What to produce ▸ All records are to be transcribed in full; any pictures among them are to be skipped.

Supplied material ▸
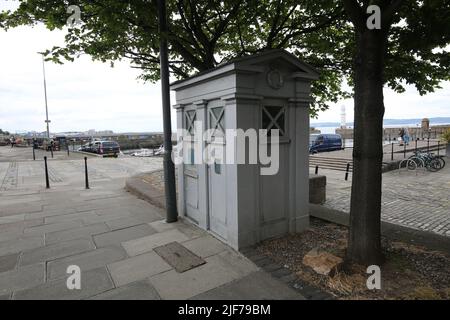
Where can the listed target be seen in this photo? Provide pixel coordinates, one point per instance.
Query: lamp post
(45, 93)
(169, 167)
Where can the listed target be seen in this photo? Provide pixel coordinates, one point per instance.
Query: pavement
(108, 233)
(419, 200)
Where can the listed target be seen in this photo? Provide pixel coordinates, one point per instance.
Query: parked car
(106, 148)
(86, 147)
(160, 151)
(324, 142)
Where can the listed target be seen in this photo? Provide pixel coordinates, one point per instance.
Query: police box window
(273, 117)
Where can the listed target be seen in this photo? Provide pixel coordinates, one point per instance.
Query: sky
(84, 95)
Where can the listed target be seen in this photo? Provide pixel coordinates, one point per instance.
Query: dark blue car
(324, 142)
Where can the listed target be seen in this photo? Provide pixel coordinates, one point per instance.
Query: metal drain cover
(179, 257)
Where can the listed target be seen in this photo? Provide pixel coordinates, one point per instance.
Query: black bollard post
(392, 151)
(47, 182)
(86, 173)
(346, 171)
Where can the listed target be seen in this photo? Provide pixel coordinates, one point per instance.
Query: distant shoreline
(390, 122)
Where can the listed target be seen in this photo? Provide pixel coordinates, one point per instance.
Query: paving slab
(24, 277)
(140, 290)
(93, 282)
(8, 262)
(137, 268)
(69, 216)
(179, 257)
(146, 244)
(47, 228)
(122, 235)
(86, 261)
(55, 251)
(49, 213)
(24, 243)
(172, 285)
(85, 232)
(205, 246)
(122, 223)
(255, 286)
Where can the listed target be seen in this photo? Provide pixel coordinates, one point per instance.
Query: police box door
(215, 144)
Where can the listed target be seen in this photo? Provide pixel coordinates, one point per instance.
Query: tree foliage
(205, 33)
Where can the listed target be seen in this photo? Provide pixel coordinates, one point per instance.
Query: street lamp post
(169, 167)
(45, 93)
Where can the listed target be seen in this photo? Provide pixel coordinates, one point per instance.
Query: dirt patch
(410, 272)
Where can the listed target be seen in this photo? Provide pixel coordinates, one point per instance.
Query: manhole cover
(179, 257)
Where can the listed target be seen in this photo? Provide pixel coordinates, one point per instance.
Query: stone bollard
(317, 189)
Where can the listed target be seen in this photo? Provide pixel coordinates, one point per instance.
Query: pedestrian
(401, 134)
(406, 136)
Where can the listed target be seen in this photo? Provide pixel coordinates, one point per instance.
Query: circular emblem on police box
(275, 79)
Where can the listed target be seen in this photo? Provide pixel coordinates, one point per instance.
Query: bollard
(392, 151)
(346, 171)
(47, 182)
(86, 173)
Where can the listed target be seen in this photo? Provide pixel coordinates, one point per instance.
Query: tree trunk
(365, 210)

Your solution ▸
Where can the listed target be seen in this photo? Provide pixel coordinates, one point per instance.
Query: lamp post
(45, 93)
(169, 167)
Where can the listed target be seen in this photo? Provide pixel coordinates, one point per instance.
Query: pavement
(108, 233)
(419, 200)
Where can the listed target be seen in this photo? Provide pixel coordinates, one point per instance.
Query: parked car
(106, 148)
(86, 147)
(160, 151)
(324, 142)
Where can the listed target be seen in this photo? Provide pixel coordinates, one point per instance.
Query: police box window
(273, 117)
Where can the listed target be seen in this photo? Provide pixel coordinates, one point per instance.
Query: sky
(84, 95)
Where can the listed target be seen in this photo? Provide pixel coordinates, one point per instance.
Query: dark blue car
(324, 142)
Where can the listed target be seen in this photo? Provide pixel coordinates, one point per instance.
Query: metal drain cover
(179, 257)
Where can the listed target be seen in this photo? Provide pixel coordinates, one point per instance.
Query: black bollard post
(392, 151)
(47, 182)
(86, 173)
(346, 171)
Where can the listed target be seen in this photo? Provide pixel coordinates, one point per instance.
Query: distant shoreline
(390, 122)
Where can the listed target be seen in this photo? Provide pixel coordinates, one point per instance.
Query: paving slab
(24, 277)
(140, 290)
(93, 282)
(8, 262)
(137, 268)
(69, 216)
(179, 257)
(146, 244)
(47, 228)
(122, 235)
(86, 261)
(55, 251)
(49, 213)
(24, 243)
(172, 285)
(85, 232)
(205, 246)
(122, 223)
(255, 286)
Where can the listed target be seen in this photo? Provide pixel coordinates, one point per instance.
Query: police box door
(215, 144)
Where can the listed target be seen in this photo? Provide pixel coordinates, one point per instance.
Query: tree foliage
(205, 33)
Where can the listed target be seen in this photo? Provide pixel coordinates, one point per instance.
Query: street lamp post
(169, 167)
(45, 93)
Where can the listed target be seen in this photo? Provide pixel coordinates, one point per instance.
Query: dirt patch
(410, 272)
Where can the listed target be seen in this photo? Provide pixel coordinates, one point per instance.
Query: manhole cover
(179, 257)
Where can the listed target be seen in this photo? Provide pixel coordinates, one point per instance.
Query: stone bollard
(317, 189)
Where can the listed target be seen in this photo? Provide pixel coordinates, one point per instance.
Query: pedestrian
(401, 134)
(406, 136)
Where can the listed target be seen in this photo? Provide pixel coordinates, one point per instance.
Query: circular emblem on police box
(275, 79)
Where can the listed target be seen in this photo? Provide pixel coordinates, one point per instance.
Query: bollard
(392, 151)
(346, 171)
(47, 182)
(86, 173)
Where can the listed target be seen in this photo? Provide pixel coordinates, one point per instance.
Query: tree trunk
(365, 210)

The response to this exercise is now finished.